* **YOUR TASK**: From the line with "Tag every instance of the tiled" down to the final line of the material below, quote every line exactly and leave out all lines before it.

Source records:
+++
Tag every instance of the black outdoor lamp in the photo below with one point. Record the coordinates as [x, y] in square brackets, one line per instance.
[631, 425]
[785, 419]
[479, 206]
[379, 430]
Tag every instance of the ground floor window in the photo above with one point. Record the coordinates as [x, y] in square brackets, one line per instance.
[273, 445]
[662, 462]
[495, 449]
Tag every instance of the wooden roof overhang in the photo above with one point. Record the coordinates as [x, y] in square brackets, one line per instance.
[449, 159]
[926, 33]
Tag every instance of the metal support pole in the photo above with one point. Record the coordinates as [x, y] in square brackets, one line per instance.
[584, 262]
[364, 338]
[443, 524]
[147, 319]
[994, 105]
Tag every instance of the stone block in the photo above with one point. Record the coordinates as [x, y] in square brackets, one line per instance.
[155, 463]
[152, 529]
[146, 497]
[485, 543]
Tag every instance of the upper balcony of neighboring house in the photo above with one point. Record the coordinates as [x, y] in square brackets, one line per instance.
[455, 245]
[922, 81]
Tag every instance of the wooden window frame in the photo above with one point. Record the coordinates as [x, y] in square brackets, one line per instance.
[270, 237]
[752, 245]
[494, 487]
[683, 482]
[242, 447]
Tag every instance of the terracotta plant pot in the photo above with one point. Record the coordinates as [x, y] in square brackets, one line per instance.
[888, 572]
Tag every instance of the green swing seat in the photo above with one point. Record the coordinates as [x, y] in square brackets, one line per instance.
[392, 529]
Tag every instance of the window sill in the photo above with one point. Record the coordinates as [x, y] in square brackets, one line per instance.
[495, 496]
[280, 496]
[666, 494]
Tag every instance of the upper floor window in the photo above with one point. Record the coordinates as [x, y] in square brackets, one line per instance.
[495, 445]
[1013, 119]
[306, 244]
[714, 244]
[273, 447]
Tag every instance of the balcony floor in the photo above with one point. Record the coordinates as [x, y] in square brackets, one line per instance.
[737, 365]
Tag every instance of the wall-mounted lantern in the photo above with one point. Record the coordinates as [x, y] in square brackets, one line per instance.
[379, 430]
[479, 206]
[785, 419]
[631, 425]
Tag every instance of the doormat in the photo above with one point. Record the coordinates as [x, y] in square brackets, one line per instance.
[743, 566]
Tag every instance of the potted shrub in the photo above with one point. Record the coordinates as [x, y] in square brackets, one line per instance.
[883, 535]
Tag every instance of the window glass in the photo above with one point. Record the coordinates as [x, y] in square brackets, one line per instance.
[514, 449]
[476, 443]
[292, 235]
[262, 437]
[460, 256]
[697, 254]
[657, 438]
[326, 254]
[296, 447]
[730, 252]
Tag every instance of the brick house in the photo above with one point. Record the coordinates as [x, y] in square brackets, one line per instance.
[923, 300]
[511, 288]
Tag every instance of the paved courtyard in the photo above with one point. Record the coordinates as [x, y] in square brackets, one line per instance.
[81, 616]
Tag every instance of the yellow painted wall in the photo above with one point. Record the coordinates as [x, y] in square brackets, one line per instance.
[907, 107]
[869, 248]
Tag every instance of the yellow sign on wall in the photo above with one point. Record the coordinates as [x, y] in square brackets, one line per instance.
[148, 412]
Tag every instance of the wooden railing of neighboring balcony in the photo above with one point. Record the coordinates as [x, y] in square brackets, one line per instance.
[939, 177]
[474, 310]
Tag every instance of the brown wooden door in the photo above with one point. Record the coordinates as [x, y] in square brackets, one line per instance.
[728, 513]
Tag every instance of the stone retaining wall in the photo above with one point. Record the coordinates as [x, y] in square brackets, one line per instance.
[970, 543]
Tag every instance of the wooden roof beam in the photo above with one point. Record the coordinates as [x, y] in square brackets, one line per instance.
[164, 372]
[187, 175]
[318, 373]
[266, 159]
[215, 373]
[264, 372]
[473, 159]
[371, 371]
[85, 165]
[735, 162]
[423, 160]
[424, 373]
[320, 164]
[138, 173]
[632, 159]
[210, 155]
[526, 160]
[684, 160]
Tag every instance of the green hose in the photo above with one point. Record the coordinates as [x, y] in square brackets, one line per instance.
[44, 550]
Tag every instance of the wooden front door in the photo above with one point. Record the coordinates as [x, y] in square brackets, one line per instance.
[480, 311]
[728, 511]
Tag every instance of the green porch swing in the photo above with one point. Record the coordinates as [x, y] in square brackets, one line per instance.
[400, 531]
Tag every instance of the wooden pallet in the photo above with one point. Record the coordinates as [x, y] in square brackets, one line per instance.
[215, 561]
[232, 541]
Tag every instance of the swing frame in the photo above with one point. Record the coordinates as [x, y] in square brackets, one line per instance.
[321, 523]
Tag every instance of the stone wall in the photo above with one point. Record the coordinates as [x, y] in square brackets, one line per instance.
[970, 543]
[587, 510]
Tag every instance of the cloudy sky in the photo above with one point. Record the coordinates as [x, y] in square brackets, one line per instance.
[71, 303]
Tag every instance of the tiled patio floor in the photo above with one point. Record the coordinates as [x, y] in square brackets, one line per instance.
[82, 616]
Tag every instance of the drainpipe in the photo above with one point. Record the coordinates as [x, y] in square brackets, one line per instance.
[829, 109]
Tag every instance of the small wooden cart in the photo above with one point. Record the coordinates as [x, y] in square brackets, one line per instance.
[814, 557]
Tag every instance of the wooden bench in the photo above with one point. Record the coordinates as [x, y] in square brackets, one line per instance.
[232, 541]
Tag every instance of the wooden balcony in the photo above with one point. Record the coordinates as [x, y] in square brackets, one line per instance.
+++
* **OUTPUT BELOW**:
Tag every instance of the tiled patio floor in the photo above with one point. Record the coordinates as [x, y] in square brackets, one line per instance.
[82, 616]
Tag every instance of the drainpipe in the photo above with one point. Record the coordinates as [x, y] in square brackets, one line per instance.
[829, 109]
Tag every instance of the small wooden cart in the photo above with one point. Record the coordinates as [x, y] in square brackets, one line per instance.
[814, 557]
Tag every instance of the wooden bench in the photo above with one point. Record the coordinates as [x, y] in square brackets, one line per instance.
[232, 541]
Tag every instance of the wooden balcony in the photo above with one point. Record the coordinates as [x, y] in square brackets, one line per instance.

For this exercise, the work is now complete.